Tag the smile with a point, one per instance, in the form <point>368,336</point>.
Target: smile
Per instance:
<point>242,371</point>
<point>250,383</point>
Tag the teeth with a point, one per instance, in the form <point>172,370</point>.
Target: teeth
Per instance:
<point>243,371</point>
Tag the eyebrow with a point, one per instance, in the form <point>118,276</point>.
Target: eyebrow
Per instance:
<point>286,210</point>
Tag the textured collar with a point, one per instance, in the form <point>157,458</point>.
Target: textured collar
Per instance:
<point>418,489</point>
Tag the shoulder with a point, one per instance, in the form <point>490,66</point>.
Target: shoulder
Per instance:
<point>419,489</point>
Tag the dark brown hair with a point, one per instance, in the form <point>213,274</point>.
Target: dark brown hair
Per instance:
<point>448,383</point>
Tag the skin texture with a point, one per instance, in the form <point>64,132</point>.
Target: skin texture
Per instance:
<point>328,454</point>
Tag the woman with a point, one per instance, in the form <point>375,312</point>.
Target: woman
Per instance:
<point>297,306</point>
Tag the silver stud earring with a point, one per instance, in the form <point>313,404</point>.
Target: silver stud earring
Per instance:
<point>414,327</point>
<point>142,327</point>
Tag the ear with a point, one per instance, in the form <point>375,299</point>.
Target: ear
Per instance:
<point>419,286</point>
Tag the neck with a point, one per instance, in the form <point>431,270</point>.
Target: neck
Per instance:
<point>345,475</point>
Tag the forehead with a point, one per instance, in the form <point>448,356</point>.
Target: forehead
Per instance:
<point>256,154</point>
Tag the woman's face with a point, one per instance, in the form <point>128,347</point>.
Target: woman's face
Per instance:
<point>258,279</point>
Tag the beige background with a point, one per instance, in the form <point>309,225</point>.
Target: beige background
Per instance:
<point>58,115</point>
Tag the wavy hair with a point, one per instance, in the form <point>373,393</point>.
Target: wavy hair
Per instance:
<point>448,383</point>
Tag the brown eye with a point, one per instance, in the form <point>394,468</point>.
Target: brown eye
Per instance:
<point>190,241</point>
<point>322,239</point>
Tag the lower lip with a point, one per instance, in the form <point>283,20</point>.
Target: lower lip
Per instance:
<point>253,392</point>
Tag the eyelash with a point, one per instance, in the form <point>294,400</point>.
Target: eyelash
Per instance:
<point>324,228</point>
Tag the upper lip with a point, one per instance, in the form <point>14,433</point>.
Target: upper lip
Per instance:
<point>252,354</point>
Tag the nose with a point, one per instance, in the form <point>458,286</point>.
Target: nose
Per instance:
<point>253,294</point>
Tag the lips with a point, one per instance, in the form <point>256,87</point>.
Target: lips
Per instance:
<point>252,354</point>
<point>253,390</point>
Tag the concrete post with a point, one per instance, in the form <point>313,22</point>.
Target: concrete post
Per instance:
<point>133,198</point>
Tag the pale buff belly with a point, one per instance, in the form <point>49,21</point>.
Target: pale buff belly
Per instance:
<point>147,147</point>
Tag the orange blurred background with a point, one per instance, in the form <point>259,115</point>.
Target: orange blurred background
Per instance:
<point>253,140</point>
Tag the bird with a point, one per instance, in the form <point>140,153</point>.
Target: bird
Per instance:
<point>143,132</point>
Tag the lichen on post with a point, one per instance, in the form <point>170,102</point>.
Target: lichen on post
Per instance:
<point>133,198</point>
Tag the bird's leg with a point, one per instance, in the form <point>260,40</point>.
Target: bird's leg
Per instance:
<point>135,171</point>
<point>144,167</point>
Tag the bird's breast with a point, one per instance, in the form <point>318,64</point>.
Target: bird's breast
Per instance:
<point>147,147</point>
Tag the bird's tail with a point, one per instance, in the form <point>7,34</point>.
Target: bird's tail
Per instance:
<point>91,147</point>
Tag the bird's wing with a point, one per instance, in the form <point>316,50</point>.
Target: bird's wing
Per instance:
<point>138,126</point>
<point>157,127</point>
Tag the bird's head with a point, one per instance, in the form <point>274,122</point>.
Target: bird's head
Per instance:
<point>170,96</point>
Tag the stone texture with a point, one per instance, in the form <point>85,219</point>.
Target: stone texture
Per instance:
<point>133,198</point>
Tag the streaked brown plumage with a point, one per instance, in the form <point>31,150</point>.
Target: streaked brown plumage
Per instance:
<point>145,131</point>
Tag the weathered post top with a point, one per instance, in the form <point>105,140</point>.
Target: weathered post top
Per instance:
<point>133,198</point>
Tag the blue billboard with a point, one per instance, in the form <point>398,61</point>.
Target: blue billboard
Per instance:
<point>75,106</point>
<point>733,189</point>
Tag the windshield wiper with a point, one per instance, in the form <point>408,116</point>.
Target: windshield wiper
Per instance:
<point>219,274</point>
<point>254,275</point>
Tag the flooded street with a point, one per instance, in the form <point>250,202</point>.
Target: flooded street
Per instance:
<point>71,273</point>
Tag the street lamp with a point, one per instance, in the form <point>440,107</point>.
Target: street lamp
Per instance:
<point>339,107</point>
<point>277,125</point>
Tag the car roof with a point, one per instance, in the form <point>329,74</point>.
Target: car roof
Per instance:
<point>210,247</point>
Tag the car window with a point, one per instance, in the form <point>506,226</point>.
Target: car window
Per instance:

**Problem to work on:** Please return all lines above in which the string "silver" is found.

**Solution for this task:**
Tag the silver stud earring with a point, one per instance, in the form <point>313,404</point>.
Target: silver stud earring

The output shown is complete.